*Task prompt*
List every line in the listing below that contains the word "tile". Case matters.

(Lines of data)

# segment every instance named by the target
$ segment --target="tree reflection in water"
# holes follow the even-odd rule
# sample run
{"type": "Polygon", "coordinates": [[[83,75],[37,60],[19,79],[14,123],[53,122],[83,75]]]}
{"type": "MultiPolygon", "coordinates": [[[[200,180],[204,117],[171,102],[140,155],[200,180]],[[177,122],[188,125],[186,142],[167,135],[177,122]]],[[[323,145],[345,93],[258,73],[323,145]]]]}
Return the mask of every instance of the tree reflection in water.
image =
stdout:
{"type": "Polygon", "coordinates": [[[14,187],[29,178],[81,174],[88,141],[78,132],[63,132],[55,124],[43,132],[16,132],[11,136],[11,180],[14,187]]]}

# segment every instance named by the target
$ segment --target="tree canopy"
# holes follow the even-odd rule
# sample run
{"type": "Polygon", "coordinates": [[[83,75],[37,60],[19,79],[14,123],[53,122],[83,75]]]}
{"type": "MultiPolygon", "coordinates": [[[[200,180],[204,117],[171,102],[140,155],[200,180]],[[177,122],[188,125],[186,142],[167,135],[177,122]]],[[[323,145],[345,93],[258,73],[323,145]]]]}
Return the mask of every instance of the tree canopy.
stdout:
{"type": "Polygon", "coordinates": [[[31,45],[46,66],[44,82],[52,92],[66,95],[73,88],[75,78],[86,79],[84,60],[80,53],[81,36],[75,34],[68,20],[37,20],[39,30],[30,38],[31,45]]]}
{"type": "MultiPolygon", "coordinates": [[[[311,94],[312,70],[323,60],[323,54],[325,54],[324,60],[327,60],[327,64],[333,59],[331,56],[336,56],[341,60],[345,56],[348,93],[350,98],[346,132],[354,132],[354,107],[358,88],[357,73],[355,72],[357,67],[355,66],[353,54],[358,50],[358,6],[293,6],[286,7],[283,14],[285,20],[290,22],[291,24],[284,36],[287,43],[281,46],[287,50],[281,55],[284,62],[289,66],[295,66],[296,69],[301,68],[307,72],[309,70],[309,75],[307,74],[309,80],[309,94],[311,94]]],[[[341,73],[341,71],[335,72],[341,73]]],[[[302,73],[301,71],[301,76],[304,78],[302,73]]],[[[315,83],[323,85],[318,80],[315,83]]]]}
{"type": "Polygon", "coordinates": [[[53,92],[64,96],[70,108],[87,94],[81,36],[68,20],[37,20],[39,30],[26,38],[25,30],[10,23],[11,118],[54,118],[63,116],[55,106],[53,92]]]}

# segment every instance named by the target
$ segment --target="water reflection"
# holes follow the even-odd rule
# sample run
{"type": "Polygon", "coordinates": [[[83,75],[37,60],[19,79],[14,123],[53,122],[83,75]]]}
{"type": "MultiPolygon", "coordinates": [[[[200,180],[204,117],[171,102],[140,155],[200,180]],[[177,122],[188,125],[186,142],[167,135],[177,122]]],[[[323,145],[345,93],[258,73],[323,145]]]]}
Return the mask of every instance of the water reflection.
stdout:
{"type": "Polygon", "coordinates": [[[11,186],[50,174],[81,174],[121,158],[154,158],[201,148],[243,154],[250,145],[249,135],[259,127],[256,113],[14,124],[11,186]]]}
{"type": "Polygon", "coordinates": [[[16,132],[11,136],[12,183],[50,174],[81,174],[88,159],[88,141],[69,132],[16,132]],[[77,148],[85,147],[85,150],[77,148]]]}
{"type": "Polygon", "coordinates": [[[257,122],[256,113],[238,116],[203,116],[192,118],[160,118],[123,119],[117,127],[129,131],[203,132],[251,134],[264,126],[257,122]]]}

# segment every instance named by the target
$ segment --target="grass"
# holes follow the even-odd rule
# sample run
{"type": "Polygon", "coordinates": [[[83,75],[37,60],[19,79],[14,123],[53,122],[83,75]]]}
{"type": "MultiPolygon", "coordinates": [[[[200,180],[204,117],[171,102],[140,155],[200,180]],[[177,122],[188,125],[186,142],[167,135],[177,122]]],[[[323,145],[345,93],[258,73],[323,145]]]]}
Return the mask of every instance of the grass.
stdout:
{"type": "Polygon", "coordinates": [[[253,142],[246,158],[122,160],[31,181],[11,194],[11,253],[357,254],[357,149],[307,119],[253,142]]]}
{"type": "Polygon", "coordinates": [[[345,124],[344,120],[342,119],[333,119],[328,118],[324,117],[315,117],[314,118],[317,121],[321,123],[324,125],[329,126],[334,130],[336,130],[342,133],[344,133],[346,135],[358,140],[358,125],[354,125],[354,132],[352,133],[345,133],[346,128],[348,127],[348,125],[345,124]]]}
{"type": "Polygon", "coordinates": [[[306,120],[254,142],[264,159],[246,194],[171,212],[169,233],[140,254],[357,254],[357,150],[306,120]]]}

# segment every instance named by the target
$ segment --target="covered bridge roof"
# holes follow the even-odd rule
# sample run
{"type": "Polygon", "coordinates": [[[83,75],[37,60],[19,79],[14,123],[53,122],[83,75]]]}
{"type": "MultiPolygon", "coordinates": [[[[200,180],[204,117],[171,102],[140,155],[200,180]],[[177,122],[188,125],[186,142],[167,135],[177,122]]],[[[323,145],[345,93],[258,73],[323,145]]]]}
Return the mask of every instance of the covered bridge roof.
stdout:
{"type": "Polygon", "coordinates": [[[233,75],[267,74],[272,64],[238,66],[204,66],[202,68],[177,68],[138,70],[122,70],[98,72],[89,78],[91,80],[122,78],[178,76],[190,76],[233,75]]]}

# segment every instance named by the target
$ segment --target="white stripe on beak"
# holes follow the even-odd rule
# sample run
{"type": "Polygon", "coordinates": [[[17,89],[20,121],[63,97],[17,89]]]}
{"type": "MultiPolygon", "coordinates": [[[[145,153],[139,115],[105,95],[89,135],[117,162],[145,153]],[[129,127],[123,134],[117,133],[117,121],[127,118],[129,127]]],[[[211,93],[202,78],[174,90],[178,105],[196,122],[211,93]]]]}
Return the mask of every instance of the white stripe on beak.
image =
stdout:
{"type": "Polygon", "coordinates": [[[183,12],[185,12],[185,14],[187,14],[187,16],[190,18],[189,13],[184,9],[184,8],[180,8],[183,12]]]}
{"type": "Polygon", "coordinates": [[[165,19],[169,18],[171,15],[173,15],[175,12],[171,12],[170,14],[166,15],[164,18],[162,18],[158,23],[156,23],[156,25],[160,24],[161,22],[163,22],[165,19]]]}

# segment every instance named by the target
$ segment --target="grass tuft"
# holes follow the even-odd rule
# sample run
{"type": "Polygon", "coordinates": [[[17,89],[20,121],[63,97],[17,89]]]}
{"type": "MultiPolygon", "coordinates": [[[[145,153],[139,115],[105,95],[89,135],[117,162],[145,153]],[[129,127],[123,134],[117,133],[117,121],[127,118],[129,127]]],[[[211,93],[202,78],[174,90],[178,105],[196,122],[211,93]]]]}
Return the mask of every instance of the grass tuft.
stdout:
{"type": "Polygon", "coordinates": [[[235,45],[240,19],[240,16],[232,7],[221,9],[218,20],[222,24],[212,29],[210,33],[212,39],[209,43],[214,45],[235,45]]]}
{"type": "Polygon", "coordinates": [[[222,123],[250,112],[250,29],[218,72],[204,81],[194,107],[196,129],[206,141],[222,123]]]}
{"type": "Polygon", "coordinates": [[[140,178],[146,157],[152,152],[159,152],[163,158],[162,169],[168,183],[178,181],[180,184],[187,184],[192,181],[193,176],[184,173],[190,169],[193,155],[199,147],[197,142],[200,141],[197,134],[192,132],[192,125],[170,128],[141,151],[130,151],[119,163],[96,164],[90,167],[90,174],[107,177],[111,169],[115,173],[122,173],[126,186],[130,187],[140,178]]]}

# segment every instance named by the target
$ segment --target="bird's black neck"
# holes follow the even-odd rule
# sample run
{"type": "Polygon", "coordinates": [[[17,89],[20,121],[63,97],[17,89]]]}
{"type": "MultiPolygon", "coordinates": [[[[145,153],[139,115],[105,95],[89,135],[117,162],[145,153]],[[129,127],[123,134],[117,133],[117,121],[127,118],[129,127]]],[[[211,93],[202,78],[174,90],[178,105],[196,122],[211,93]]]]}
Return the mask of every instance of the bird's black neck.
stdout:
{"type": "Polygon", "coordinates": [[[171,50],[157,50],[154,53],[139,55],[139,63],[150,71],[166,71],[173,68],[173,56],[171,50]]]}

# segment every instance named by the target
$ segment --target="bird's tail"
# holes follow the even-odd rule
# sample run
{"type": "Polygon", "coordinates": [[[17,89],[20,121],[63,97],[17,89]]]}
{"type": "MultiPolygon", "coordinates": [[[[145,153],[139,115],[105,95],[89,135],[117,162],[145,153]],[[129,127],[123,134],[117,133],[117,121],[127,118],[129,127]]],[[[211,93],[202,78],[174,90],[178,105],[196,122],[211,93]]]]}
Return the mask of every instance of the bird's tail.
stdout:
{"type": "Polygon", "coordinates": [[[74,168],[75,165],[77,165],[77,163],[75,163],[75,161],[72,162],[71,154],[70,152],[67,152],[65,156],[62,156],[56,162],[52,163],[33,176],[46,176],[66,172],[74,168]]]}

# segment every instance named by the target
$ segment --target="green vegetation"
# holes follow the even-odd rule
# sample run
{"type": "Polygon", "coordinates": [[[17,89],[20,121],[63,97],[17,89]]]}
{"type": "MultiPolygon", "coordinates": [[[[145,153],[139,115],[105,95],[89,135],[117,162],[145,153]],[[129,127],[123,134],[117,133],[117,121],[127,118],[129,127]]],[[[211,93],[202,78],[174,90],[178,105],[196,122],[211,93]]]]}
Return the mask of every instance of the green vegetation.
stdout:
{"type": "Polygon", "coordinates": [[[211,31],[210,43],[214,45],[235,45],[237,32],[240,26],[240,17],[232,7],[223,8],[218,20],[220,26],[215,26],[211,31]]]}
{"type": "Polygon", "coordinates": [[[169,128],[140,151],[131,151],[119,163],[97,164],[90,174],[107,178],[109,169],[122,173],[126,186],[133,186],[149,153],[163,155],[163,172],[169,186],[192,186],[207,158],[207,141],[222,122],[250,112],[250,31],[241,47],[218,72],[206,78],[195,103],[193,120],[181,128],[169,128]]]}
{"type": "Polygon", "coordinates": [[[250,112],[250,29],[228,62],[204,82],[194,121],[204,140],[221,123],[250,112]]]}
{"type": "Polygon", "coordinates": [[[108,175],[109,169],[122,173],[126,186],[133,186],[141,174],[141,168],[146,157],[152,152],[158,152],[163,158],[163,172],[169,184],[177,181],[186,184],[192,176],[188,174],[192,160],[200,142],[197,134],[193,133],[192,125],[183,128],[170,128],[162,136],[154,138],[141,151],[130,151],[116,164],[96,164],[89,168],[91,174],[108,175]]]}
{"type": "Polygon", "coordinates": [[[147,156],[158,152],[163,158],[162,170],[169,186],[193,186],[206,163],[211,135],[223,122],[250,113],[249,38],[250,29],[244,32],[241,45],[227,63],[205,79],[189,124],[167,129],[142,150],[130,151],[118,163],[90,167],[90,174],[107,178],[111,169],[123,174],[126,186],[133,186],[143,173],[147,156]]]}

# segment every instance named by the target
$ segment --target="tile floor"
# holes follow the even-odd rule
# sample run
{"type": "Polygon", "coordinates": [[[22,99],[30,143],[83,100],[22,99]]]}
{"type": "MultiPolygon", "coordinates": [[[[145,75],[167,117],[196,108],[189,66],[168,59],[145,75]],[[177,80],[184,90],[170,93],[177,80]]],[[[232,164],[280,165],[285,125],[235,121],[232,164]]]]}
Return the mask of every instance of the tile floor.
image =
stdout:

*Exercise answer*
$ segment --target="tile floor"
Return the mask of every instance of the tile floor.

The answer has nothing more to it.